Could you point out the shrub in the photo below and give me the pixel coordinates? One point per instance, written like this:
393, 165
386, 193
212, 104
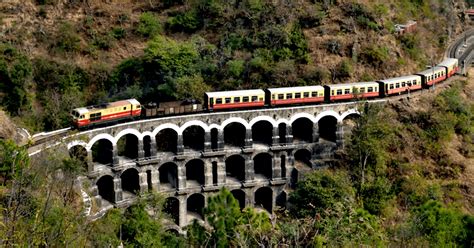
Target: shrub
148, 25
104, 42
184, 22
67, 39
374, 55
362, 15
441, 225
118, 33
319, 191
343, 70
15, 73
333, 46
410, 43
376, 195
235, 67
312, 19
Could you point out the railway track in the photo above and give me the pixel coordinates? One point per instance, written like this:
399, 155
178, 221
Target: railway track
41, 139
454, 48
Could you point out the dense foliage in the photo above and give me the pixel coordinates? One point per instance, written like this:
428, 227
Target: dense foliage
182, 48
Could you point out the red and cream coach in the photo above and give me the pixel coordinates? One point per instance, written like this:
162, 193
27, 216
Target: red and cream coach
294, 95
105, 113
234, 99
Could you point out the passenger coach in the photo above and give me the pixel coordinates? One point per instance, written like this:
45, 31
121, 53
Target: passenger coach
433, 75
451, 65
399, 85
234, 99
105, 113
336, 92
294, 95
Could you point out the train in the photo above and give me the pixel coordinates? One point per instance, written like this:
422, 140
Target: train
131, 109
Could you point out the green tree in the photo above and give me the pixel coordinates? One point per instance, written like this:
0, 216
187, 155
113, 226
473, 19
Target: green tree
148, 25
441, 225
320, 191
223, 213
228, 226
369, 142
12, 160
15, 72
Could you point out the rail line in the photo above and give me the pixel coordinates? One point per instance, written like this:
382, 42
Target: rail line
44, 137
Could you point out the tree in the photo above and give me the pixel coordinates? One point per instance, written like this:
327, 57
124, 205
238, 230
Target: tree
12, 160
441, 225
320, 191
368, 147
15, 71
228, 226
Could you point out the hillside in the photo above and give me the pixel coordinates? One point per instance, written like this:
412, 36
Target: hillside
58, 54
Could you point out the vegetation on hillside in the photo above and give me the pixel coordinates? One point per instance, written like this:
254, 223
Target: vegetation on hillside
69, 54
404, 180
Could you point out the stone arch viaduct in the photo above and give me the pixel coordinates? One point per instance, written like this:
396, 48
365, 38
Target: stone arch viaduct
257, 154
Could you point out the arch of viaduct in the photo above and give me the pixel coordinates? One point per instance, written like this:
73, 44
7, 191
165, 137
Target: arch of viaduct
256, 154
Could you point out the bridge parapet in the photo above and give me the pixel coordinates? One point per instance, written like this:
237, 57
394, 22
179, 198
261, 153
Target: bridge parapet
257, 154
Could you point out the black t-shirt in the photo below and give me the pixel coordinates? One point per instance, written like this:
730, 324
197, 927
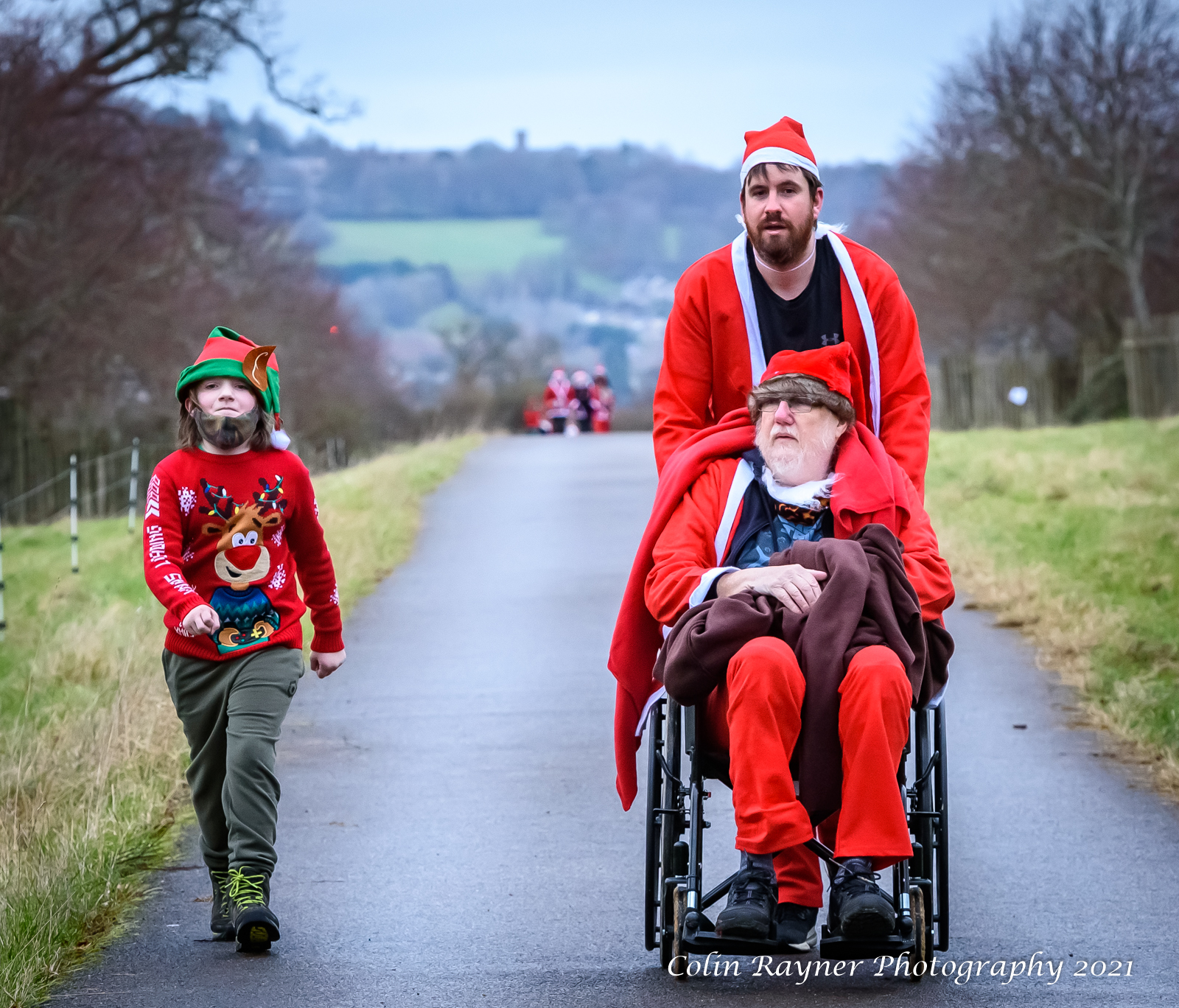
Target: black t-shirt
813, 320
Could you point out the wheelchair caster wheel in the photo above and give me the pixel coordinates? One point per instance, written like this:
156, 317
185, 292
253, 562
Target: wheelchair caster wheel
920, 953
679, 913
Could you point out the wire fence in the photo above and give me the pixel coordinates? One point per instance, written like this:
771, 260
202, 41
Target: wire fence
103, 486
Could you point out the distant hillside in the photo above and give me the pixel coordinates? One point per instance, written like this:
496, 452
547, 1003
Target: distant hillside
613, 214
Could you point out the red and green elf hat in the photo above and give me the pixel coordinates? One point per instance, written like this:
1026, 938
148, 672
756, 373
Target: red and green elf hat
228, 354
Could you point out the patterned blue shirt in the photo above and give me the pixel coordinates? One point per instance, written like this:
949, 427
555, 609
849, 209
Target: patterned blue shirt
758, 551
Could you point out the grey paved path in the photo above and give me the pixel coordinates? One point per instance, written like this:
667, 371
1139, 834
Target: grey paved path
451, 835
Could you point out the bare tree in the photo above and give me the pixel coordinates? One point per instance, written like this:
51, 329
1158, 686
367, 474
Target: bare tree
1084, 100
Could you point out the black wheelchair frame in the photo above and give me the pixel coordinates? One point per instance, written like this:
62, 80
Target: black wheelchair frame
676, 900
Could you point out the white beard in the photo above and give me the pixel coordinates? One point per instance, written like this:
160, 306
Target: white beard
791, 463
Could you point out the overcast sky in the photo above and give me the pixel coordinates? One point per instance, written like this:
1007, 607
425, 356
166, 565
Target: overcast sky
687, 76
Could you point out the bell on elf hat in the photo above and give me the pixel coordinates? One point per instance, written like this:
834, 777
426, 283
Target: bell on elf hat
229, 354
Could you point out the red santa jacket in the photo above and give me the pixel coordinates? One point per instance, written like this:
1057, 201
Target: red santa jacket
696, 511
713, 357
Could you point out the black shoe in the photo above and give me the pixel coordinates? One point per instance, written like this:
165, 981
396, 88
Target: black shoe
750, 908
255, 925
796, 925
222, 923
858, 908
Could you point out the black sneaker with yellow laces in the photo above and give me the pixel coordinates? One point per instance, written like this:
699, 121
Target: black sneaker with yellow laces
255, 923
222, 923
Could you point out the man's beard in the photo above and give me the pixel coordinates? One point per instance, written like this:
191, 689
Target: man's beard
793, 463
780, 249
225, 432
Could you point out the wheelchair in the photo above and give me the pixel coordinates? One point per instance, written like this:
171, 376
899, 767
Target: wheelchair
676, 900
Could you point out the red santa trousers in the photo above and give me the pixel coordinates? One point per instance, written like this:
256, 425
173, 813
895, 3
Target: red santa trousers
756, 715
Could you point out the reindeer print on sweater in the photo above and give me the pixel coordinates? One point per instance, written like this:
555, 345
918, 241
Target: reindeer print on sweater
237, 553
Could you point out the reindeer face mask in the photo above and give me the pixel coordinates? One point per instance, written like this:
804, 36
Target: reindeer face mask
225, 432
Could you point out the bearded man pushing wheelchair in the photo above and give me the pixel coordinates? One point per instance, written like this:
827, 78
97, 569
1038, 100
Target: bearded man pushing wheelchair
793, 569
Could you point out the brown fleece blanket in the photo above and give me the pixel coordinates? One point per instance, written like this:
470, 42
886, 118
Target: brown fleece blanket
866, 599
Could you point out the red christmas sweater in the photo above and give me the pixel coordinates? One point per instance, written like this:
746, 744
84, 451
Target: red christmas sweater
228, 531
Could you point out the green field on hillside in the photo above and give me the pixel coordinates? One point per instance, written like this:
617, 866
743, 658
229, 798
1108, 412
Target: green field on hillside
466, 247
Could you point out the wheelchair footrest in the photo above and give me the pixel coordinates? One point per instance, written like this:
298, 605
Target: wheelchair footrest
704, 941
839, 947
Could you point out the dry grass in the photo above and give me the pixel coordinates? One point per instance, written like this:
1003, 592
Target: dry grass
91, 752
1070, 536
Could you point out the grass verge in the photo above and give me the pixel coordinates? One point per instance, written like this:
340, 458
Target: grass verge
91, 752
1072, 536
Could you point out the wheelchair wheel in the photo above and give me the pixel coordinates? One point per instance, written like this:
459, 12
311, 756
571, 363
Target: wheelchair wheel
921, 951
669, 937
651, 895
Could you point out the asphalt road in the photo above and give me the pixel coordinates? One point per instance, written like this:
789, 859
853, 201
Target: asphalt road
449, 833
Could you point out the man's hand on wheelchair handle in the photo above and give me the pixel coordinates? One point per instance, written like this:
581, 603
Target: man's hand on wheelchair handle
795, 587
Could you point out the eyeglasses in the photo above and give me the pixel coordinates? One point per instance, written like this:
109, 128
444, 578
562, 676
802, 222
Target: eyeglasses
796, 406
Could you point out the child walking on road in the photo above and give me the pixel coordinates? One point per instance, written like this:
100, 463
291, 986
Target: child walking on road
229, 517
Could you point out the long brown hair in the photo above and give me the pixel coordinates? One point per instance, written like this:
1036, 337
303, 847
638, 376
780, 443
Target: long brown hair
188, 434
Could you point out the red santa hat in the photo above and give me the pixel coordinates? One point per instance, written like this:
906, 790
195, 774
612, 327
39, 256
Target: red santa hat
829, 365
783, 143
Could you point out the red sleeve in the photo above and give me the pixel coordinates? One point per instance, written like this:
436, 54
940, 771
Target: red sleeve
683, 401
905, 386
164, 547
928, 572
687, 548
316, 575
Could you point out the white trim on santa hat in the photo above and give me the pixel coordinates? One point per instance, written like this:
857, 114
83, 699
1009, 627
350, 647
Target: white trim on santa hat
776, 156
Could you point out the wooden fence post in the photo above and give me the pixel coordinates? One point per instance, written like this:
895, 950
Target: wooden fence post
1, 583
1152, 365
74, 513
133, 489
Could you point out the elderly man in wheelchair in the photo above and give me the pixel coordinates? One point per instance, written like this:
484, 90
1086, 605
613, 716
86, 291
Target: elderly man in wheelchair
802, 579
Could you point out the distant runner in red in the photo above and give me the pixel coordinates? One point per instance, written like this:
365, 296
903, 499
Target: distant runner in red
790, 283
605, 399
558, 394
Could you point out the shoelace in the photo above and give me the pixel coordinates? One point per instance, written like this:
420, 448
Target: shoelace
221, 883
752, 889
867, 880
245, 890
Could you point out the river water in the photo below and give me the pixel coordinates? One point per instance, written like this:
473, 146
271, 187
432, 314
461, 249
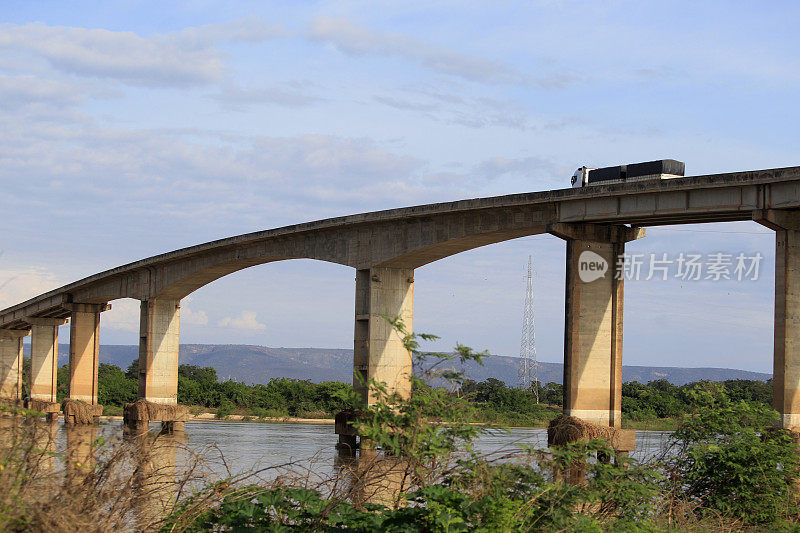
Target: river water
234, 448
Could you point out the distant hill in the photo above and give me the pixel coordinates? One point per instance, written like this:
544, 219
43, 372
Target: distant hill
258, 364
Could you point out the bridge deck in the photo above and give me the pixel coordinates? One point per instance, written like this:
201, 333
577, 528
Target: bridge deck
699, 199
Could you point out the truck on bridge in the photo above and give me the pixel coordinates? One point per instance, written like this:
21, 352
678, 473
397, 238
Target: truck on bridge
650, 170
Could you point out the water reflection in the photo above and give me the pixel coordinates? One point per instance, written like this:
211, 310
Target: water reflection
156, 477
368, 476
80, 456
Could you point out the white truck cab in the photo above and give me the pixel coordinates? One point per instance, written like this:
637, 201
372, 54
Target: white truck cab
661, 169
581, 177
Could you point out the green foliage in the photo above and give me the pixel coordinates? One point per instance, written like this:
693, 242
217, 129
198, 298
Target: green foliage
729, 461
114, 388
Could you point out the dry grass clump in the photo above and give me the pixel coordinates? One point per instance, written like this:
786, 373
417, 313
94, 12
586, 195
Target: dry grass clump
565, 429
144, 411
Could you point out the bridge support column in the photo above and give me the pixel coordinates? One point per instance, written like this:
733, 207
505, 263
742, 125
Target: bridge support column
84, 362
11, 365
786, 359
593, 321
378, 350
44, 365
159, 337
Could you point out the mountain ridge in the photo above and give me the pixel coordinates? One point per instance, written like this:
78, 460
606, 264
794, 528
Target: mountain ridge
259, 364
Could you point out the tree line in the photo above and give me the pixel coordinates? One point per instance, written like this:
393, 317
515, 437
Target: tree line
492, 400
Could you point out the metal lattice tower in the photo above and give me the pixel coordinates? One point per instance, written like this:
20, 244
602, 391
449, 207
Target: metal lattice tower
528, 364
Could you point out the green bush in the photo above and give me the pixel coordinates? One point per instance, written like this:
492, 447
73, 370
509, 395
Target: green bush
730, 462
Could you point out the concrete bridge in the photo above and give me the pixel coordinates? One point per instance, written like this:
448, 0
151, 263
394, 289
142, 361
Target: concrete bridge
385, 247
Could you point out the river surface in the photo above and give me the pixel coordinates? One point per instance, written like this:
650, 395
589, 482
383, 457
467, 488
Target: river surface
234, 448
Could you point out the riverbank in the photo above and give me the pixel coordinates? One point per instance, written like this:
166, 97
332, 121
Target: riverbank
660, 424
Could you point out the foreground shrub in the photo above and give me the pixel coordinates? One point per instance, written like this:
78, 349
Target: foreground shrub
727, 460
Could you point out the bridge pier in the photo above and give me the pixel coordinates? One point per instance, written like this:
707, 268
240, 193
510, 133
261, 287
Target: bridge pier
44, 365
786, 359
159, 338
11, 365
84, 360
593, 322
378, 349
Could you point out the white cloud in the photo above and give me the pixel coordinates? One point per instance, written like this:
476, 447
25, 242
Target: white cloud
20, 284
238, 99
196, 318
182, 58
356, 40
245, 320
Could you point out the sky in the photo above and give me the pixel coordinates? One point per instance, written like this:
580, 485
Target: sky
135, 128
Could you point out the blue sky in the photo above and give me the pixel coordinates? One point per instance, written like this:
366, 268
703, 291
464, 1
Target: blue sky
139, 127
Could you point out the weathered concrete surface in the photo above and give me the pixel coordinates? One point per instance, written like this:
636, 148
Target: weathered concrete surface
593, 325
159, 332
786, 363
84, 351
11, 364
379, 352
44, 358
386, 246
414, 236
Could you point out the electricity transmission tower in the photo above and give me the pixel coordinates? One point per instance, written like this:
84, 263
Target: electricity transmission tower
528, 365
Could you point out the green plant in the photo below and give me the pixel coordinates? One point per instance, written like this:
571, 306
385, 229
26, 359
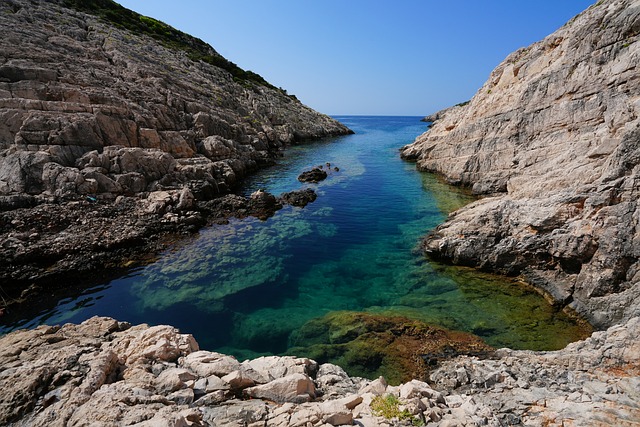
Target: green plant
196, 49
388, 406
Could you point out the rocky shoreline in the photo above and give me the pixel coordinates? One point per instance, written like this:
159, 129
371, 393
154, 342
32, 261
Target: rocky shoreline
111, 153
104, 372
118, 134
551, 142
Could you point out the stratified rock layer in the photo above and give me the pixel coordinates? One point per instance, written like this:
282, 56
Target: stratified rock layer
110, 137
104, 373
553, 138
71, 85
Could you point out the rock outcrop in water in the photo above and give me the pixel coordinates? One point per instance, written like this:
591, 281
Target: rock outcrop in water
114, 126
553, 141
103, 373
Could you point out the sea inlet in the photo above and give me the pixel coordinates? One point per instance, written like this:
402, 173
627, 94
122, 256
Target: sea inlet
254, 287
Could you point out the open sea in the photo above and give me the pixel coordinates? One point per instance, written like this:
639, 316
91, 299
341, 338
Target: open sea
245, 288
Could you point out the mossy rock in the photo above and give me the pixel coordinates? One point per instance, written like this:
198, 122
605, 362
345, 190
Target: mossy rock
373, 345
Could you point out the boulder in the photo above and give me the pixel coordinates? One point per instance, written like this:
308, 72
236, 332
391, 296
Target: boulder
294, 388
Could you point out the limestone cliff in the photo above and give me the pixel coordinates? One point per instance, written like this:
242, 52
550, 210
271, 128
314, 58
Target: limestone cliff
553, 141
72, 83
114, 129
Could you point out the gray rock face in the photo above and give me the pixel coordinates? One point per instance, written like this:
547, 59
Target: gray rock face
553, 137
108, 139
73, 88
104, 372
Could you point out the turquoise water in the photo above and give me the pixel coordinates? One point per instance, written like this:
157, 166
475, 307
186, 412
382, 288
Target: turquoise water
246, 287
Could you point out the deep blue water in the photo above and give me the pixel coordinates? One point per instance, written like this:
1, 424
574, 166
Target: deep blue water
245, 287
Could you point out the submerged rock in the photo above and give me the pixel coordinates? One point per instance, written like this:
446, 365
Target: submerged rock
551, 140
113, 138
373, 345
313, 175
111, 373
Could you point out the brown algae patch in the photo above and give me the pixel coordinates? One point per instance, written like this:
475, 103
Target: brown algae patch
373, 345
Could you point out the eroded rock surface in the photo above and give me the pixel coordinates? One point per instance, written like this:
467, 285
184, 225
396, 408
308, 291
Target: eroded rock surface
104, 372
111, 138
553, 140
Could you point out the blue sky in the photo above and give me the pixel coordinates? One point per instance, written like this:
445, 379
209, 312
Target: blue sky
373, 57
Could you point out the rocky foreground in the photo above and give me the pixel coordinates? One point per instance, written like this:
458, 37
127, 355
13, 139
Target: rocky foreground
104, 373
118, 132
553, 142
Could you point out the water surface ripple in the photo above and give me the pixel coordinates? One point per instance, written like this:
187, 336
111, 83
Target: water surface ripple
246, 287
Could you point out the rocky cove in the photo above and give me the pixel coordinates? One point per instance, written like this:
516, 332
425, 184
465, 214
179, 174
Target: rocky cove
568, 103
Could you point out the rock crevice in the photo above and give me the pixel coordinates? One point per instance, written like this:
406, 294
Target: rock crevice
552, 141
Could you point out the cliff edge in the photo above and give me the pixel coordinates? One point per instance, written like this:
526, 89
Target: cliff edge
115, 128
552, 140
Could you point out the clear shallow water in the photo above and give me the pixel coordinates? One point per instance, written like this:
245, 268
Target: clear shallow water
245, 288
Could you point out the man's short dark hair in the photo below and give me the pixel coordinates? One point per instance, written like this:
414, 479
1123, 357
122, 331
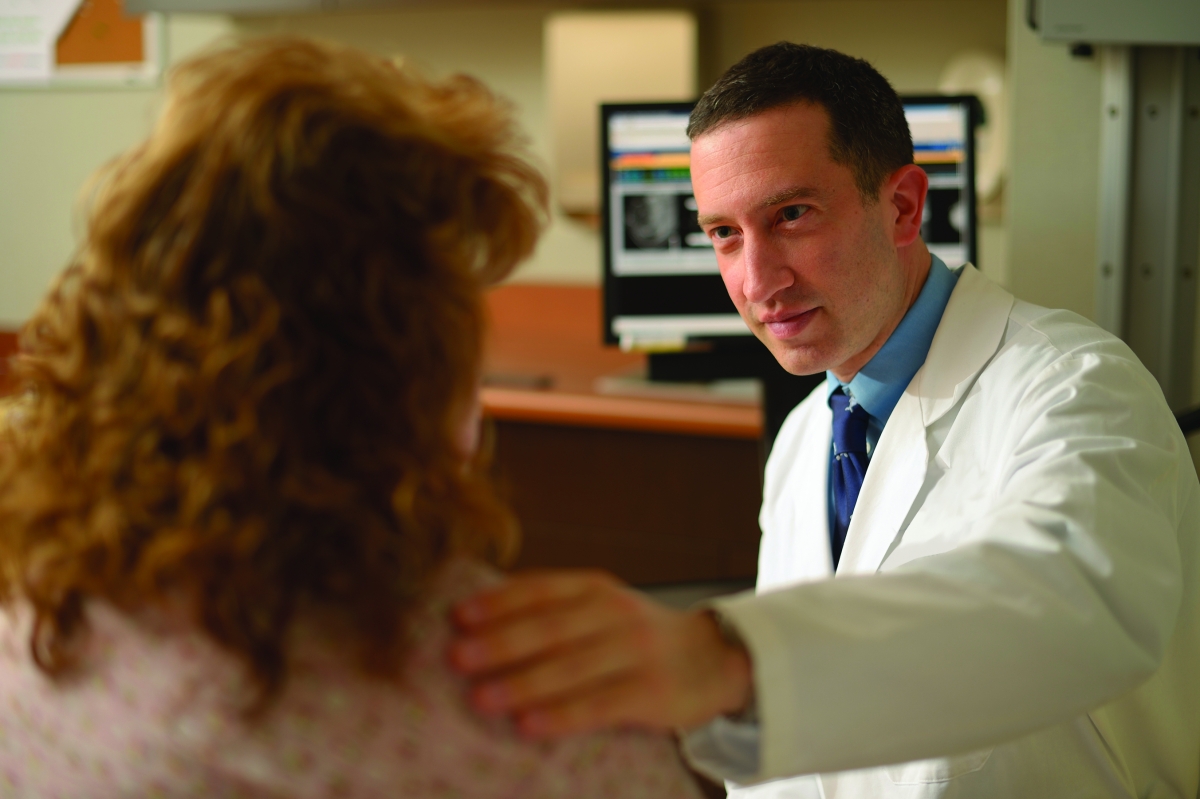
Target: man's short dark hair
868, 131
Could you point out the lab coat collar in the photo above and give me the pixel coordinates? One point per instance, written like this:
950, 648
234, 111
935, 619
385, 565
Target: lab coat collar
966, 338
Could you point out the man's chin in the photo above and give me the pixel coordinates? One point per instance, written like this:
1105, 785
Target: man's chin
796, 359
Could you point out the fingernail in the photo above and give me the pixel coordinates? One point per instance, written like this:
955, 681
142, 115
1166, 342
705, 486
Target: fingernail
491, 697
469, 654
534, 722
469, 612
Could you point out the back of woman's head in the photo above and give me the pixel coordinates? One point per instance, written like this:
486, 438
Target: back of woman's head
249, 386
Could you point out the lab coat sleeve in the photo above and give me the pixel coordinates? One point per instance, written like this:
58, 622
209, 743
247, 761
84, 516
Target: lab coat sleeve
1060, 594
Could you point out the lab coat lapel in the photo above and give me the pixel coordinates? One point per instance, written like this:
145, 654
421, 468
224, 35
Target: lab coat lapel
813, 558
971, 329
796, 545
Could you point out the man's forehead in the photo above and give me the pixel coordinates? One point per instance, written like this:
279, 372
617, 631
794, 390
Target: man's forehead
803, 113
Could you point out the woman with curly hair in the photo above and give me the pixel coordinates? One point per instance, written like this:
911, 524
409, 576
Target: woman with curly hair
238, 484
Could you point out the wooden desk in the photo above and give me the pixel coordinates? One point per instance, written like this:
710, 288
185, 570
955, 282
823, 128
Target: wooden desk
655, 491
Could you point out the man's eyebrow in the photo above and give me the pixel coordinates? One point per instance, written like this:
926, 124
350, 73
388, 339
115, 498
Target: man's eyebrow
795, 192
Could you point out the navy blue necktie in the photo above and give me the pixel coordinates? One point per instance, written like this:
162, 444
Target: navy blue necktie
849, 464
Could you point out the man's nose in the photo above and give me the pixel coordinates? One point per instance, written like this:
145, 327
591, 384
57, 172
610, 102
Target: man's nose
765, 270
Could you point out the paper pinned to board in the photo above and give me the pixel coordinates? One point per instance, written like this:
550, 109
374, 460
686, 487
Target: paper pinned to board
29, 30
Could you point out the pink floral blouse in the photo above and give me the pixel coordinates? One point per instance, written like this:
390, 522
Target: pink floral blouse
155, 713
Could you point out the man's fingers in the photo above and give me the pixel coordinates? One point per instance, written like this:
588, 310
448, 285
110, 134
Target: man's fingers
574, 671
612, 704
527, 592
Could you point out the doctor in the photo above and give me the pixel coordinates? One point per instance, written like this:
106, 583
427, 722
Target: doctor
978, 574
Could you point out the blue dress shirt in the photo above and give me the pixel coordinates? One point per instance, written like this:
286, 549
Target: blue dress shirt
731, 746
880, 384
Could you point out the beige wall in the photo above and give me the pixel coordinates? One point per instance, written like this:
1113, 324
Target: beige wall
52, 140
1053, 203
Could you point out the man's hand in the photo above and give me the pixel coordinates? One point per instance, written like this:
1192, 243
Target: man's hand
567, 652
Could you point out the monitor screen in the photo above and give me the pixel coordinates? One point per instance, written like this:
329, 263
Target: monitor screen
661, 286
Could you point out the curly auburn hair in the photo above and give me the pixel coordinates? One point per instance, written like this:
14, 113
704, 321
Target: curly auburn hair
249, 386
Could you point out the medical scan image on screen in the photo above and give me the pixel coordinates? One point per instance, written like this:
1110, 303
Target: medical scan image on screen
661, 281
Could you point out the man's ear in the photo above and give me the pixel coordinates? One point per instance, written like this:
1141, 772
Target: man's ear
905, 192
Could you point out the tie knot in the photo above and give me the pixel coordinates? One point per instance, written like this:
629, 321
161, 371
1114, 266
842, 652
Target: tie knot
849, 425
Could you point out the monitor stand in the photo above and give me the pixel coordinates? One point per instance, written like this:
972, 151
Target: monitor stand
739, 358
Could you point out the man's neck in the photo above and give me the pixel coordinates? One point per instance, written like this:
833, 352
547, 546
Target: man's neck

## JOB
Repeat only what runs from the line holding "Could you point out the blue dress" to the end of the data, keeping every line exactly as written, first and last included.

## TASK RESPONSE
Could you point out the blue dress shirt in the photo above and give me the pixel coordinates? One point per instance, written like this:
286, 549
Target: blue dress shirt
731, 746
880, 384
Could you point out the beige wall in the photo above and give me the pixel coordinates? One point per instance, written like this:
1113, 324
Target: beige wall
52, 140
1053, 203
Could you point out the man's hand in the photo above and give me the pixel coordinates? One point per instance, written like this:
1192, 243
Target: man's hand
567, 652
Could you point out the monitor screen in the photo above and give me the pixel coordinates? One point per instance, written like this:
329, 263
Target: monitor screen
661, 286
Could you point out the curly auburn hair in the photo above and give me the pixel coordinates? One point per instance, written like this:
14, 113
704, 321
Target: curly auburn hair
249, 386
Could you point out the medical scan image on screen in the photo above and give me the pixel coordinates? One point per instance, written like this:
1110, 303
Target: medical scan image on screen
661, 281
Could you point out the man's ear in the photo above and give me the pixel coordinates? One point per instance, written like this:
1141, 772
Target: man's ear
905, 192
Could you point out the tie knot in the photo above and give me the pixel coordinates? One point per instance, written like this:
629, 321
161, 371
1114, 266
842, 652
Target: tie knot
849, 425
Could you point out the monitor stand in the photo above and give me the pixel coordinates? One point per instance, written like this:
972, 151
Target: monitor stand
739, 358
Could you point out the man's neck in the photo above and give me the pixel coordinates? One point per instance, written like this:
833, 352
547, 546
Target: man's neck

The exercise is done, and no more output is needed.